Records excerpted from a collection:
++++++++++++++++++++

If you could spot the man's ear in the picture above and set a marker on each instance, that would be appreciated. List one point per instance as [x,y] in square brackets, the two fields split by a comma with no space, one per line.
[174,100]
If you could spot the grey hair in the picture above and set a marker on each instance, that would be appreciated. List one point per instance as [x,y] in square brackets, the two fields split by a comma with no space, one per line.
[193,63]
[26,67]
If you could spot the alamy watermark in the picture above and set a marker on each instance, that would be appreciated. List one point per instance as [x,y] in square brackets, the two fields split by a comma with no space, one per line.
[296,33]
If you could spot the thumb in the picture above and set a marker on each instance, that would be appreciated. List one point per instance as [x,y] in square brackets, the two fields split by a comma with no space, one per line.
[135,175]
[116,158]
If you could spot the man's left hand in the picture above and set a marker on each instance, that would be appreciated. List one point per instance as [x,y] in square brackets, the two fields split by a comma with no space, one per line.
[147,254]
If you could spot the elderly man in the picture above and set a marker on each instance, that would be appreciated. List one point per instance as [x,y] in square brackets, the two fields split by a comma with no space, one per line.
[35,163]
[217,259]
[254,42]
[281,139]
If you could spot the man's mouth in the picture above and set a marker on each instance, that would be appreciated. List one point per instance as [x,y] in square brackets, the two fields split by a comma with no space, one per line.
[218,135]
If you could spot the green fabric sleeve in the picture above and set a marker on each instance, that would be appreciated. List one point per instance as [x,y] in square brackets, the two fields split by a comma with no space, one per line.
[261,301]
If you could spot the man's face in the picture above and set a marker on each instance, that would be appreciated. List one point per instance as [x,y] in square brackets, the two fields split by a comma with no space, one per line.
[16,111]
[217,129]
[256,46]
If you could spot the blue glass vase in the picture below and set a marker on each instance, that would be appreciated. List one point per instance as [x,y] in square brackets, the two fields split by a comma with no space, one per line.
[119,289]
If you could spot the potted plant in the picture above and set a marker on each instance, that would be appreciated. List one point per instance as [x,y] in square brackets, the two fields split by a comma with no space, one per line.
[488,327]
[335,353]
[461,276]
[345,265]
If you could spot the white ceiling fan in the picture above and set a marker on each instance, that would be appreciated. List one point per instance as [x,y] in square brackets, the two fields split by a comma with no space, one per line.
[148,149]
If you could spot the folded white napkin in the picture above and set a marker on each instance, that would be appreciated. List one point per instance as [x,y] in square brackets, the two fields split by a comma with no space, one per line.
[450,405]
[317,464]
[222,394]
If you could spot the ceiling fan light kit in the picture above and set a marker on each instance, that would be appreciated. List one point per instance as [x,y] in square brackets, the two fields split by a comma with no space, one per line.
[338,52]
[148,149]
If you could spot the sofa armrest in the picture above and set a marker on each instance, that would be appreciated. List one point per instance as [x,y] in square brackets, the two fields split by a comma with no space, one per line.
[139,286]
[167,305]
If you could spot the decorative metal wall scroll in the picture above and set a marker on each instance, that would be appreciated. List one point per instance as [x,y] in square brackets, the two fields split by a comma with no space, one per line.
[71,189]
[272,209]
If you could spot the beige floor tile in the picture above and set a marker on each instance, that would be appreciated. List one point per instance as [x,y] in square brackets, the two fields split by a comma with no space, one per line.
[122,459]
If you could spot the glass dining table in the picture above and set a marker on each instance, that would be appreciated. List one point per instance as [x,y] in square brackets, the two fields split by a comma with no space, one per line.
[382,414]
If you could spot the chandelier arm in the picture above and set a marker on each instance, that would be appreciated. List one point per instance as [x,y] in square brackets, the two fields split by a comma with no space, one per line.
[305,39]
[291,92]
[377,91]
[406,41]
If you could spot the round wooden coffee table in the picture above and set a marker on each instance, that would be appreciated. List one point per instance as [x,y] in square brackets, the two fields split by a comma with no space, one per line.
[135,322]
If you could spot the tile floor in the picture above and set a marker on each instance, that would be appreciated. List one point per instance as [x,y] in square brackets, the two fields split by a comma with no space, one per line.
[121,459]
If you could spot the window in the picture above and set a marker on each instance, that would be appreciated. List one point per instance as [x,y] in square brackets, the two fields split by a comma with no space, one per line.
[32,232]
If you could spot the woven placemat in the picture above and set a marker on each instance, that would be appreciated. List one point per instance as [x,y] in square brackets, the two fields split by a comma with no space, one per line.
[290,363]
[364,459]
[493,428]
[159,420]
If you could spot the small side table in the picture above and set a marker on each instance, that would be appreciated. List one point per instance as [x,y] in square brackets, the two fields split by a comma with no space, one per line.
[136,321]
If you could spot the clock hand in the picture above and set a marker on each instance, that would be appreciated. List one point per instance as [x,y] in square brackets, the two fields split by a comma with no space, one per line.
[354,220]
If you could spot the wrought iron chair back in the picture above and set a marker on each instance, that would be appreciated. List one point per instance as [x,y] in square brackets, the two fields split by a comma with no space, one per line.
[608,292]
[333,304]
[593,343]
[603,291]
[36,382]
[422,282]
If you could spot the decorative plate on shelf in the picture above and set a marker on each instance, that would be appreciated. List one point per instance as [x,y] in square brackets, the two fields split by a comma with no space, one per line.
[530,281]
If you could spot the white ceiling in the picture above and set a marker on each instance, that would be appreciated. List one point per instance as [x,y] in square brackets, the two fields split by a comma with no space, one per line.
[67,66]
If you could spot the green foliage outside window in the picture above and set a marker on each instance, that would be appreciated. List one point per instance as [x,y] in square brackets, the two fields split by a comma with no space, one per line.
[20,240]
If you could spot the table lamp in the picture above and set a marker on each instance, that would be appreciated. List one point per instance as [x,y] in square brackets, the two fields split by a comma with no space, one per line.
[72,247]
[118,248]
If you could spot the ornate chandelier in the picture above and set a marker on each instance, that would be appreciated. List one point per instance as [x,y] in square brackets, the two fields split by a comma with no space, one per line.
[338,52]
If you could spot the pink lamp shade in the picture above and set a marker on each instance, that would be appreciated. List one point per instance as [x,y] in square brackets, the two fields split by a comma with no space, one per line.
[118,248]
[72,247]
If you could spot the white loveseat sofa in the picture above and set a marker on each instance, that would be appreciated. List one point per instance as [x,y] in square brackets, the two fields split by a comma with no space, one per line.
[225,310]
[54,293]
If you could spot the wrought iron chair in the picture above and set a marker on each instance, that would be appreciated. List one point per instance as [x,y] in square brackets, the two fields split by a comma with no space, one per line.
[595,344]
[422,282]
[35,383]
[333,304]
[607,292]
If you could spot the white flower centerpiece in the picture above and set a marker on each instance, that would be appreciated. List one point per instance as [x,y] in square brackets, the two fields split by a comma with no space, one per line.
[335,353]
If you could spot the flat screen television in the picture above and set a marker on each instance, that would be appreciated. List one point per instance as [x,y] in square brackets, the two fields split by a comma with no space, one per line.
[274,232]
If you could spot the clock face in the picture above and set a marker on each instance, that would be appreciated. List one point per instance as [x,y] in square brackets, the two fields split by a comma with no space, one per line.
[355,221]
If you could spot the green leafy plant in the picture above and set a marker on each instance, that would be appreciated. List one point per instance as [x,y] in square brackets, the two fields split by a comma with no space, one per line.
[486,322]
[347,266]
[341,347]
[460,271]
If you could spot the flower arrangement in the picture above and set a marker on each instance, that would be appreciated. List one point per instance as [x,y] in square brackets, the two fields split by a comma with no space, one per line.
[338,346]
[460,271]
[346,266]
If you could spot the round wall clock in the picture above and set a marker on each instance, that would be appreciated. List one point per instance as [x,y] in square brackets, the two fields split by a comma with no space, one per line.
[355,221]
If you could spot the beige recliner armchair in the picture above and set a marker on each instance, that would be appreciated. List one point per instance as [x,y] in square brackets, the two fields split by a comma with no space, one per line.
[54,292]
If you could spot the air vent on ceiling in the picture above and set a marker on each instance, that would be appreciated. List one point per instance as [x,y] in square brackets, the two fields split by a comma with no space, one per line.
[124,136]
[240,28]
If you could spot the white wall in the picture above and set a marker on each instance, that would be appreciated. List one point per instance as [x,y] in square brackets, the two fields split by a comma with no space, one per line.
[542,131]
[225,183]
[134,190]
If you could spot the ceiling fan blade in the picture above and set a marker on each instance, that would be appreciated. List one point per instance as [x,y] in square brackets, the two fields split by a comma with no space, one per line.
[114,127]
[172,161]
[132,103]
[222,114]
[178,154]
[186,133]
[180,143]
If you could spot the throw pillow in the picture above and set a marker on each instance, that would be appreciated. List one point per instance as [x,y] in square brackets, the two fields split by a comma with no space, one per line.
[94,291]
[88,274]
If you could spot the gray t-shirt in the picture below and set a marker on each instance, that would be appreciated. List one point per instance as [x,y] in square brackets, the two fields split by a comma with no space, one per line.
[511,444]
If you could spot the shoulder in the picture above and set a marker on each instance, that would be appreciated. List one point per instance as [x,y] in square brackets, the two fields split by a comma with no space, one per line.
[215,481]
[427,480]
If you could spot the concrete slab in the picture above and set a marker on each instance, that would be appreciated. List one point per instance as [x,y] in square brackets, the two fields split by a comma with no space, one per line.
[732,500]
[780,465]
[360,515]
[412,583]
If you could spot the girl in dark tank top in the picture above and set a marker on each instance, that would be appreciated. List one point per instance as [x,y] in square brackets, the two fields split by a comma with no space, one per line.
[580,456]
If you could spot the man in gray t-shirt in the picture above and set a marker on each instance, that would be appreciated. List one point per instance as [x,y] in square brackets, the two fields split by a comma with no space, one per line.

++++++++++++++++++++

What this task involves: Retype nothing except the lines from the line holding "If you could spot the ceiling fan blade" through the last line of the entries, both included.

Correct answer:
If you could spot the ceiling fan blade in the picture above and set a marker on each instance, that would be appreciated. List one point per instance as [x,y] in square brackets, the two fields split by a comma with no space, one per line.
[114,127]
[172,161]
[132,103]
[222,114]
[178,154]
[186,133]
[180,143]
If you could spot the throw pillow in the picture above and set a marker on each instance, that would be appreciated. List one point per instance as [x,y] in square brackets, the two fields split by a comma with no space, one per line.
[94,291]
[88,274]
If you could spot the gray t-shirt in the picture below and set a marker on each instance, that would be appreciated. List one point per instance as [x,y] in square brackets, the two fields split by a comma with no space, one per line.
[511,444]
If you could spot the shoulder in the picture above and set a marker on each instance, that would be appreciated. List one point per instance as [x,y] in square brackets, the two fields split by a comma with no space, one per line.
[215,481]
[427,480]
If you could spot the concrete slab in the picture above and set a marker on each instance, that would be appreciated. List one point per instance as [x,y] in square brackets, the two fields split by a comma with no space, one per line.
[732,500]
[780,465]
[360,515]
[412,583]
If you could spot the girl in dark tank top in the picture above and set a marker on each instance, that would be appreciated. List one point per instance as [x,y] in square brackets, the two fields split by a comma with no space, one per line.
[580,456]
If you could spot the man in gray t-shirt in the picture above and set a marker on each instance, that would be appreciated. List one point per instance as [x,y] in square brackets, the two fields split by a comma with no space, one per line.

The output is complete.